Provided text Block Start
UCSC-NLP at SemEval-2026 Task 13: Multi-View Generalization and Diagnostic Analysis of Machine-Generated Code Detection
Multi-view training beats unseen languages but 221:1 class imbalance crushes attribution
Researchers at UCSC-NLP submitted their system to SemEval-2026 Task 13, focusing on multilingual machine-generated code detection across two subtasks. For Subtask A (binary detection of human vs. AI code), they fine-tuned the UniXcoder-base model with an innovative multi-view training framework. This approach combines domain-specific structural prefixes, delexicalization with symmetric KL consistency loss, token dropout, and mixed-content augmentation to create generator-invariant representations. The system scored 0.993 macro F1 on validation and 0.845 macro F1 on the test set, which includes code from unseen languages and domains—demonstrating strong generalization.
Provided text Block End
Provided records Block Start
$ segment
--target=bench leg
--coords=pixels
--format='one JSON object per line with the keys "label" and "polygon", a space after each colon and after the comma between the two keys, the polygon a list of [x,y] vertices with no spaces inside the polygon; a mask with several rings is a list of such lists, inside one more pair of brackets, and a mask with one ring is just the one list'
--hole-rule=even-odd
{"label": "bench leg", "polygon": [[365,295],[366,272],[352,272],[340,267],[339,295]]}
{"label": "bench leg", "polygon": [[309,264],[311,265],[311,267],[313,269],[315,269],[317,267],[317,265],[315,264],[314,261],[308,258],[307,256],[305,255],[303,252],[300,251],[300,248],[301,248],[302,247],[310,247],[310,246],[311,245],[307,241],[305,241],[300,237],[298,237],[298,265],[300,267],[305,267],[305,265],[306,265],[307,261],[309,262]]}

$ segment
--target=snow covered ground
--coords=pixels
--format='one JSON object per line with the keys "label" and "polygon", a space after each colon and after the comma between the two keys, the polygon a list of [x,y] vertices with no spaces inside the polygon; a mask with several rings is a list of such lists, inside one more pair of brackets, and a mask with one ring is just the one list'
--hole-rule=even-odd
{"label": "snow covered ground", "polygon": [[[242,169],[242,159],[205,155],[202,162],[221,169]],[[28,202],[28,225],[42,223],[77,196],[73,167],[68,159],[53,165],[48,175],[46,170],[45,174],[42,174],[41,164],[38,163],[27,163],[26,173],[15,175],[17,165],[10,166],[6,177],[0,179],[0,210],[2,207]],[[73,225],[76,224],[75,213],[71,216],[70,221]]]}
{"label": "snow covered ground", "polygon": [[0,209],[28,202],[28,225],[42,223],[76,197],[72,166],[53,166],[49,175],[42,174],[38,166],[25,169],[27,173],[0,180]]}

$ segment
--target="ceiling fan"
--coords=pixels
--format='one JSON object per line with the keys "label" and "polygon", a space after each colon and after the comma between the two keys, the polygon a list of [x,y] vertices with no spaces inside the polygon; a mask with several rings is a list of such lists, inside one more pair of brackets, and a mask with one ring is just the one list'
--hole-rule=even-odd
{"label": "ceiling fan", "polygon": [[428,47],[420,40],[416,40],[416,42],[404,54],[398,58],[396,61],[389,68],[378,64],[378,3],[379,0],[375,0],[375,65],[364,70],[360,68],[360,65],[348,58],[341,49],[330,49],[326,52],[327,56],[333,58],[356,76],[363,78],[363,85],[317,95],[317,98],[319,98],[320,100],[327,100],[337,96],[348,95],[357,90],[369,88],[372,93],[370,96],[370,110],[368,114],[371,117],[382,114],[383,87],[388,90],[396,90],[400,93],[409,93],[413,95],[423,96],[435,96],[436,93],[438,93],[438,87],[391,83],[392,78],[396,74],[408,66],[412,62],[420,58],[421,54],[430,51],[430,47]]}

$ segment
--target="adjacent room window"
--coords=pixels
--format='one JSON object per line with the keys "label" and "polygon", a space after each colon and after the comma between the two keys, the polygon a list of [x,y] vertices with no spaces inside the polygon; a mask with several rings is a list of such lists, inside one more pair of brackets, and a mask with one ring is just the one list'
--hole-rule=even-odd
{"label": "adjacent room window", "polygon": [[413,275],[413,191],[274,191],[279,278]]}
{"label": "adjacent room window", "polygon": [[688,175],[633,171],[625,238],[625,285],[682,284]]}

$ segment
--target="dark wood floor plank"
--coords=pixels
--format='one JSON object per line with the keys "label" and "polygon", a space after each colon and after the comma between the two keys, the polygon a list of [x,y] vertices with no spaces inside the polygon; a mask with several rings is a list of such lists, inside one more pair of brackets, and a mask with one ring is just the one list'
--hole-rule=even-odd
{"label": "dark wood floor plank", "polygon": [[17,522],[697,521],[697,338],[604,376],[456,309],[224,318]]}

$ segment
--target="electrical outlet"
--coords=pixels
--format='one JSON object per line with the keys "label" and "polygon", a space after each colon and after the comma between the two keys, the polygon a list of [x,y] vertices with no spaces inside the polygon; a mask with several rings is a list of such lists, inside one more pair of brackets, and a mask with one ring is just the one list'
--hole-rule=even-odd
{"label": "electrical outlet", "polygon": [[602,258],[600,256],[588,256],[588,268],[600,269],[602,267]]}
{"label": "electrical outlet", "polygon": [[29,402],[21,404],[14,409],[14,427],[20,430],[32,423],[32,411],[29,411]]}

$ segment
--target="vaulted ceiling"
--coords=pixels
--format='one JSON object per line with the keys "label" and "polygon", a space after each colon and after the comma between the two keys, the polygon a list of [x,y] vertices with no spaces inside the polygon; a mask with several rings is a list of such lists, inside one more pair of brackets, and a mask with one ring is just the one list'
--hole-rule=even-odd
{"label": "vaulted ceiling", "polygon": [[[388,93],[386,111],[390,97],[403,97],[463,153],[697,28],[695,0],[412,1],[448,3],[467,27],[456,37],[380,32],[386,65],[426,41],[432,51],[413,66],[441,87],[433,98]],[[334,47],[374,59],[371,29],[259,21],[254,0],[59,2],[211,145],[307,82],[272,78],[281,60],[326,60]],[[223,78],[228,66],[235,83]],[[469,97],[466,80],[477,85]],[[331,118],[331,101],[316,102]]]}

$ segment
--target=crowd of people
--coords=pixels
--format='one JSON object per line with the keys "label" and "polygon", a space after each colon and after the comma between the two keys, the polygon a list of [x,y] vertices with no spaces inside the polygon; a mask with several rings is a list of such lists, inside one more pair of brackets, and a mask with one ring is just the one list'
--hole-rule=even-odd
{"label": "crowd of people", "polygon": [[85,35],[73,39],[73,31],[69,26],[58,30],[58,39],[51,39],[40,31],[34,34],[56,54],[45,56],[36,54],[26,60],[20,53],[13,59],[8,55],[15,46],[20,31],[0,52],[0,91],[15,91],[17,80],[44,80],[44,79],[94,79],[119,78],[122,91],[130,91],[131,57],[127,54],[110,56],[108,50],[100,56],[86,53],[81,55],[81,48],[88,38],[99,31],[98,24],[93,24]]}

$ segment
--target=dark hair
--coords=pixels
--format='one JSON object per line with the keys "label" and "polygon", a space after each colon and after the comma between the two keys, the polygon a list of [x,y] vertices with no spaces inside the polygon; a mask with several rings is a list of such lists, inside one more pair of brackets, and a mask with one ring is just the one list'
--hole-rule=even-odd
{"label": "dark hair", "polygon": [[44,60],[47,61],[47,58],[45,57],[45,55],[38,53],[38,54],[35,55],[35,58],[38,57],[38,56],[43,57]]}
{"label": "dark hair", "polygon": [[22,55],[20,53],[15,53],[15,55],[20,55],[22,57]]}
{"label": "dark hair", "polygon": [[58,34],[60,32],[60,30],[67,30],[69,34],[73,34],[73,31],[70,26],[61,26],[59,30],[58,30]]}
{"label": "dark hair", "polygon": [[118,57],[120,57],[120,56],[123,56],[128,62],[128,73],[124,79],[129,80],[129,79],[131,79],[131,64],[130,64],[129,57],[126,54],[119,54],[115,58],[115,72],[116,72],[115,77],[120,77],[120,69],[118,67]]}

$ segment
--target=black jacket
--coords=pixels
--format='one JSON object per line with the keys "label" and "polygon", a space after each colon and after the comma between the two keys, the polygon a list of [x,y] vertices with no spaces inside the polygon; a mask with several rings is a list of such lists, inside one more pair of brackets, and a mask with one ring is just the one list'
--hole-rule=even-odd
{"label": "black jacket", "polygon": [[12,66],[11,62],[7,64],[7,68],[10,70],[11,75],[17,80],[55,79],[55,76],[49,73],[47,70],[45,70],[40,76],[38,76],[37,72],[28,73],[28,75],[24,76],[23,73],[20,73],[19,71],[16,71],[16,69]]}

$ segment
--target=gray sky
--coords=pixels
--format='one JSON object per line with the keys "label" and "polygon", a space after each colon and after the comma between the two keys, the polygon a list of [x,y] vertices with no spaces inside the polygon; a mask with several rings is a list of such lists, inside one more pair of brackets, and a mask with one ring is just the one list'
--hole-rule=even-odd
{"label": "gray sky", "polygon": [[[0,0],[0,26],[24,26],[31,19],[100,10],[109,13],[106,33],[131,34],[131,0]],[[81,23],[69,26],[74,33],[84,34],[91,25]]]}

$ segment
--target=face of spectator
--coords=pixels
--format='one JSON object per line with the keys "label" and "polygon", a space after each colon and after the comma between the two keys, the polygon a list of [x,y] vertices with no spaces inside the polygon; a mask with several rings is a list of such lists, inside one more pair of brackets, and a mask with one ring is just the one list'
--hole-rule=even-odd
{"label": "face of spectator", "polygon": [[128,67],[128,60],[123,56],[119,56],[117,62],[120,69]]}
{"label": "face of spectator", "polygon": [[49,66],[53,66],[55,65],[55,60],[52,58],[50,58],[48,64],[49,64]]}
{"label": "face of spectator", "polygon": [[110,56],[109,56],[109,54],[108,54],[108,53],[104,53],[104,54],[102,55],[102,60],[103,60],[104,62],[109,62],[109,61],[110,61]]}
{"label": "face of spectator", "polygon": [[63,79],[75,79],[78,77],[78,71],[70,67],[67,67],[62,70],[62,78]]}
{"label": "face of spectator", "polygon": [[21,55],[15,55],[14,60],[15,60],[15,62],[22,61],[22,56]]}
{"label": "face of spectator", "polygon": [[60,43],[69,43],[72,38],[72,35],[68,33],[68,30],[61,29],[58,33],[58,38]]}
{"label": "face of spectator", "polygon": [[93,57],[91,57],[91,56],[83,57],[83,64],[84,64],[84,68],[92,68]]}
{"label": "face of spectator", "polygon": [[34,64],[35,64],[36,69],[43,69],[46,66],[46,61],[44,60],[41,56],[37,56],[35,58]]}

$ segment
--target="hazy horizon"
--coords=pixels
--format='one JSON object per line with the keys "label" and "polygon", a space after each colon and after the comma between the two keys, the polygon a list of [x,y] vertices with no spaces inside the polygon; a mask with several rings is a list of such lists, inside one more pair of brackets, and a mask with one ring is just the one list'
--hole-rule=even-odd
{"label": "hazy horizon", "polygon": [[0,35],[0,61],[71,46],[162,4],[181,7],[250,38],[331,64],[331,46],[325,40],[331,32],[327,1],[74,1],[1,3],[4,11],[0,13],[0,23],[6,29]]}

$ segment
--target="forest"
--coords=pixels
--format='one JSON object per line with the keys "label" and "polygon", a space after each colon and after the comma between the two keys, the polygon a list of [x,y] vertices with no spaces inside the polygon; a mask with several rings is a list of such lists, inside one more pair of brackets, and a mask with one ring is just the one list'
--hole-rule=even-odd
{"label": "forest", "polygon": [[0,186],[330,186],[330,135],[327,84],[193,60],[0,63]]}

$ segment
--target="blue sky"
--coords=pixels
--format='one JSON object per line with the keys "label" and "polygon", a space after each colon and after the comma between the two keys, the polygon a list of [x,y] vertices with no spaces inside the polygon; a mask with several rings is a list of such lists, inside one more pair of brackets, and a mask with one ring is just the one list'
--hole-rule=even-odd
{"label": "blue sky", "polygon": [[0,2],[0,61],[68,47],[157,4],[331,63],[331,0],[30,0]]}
Provided records Block End
### [Assignment A]
From the UCSC-NLP summary, extract everything from "UCSC-NLP at SemEval-2026" down to "domains—demonstrating strong generalization.", copied word for word.
### [Assignment B]
According to the UCSC-NLP summary, what macro F1 score did the system get on the test set?
### [Assignment C]
Write what comes next in the UCSC-NLP summary, picking up after its final sentence.
The records can be set aside; nothing here depends on them.

### [Answer box A]
UCSC-NLP at SemEval-2026 Task 13: Multi-View Generalization and Diagnostic Analysis of Machine-Generated Code Detection
Multi-view training beats unseen languages but 221:1 class imbalance crushes attribution
Researchers at UCSC-NLP submitted their system to SemEval-2026 Task 13, focusing on multilingual machine-generated code detection across two subtasks. For Subtask A (binary detection of human vs. AI code), they fine-tuned the UniXcoder-base model with an innovative multi-view training framework. This approach combines domain-specific structural prefixes, delexicalization with symmetric KL consistency loss, token dropout, and mixed-content augmentation to create generator-invariant representations. The system scored 0.993 macro F1 on validation and 0.845 macro F1 on the test set, which includes code from unseen languages and domains—demonstrating strong generalization.

### [Answer box B]
0.845

### [Answer box C]
Subtask B required attributing code to one of 10 specific LLM families plus human code. Here, the team uncovered a severe class imbalance: human code made up 88.4% of the data, creating a 221:1 majority-to-minority ratio. Standard fine-tuning achieved 88.4% accuracy but collapsed macro F1 to just 0.086, meaning it effectively failed to identify any AI model. A class-weighted extension trained for only 3 epochs recovered macro F1 to 0.345—a 301% relative improvement. This stark result highlights that high accuracy alone is deceptive in imbalanced scenarios and that attribution requires specialized training strategies.
- Binary detection achieved 0.993 macro F1 on validation and 0.845 on test set across unseen languages/domains using multi-view training.
- Multi-class attribution faced 221:1 majority-to-minority ratio (88.4% human code), causing standard fine-tuning to collapse to 0.086 macro F1.
- Class-weighted training for 3 epochs recovered macro F1 to 0.345 (+301% relative), proving imbalance-aware methods are essential.
- Model fine-tuned UniXcoder-base with structural prefixes, delexicalization, symmetric KL consistency loss, token dropout, and mixed-content augmentation.
Why It Matters
As LLM-generated code proliferates, detecting and attributing AI code is critical for academic integrity and software security—but class imbalance must be addressed.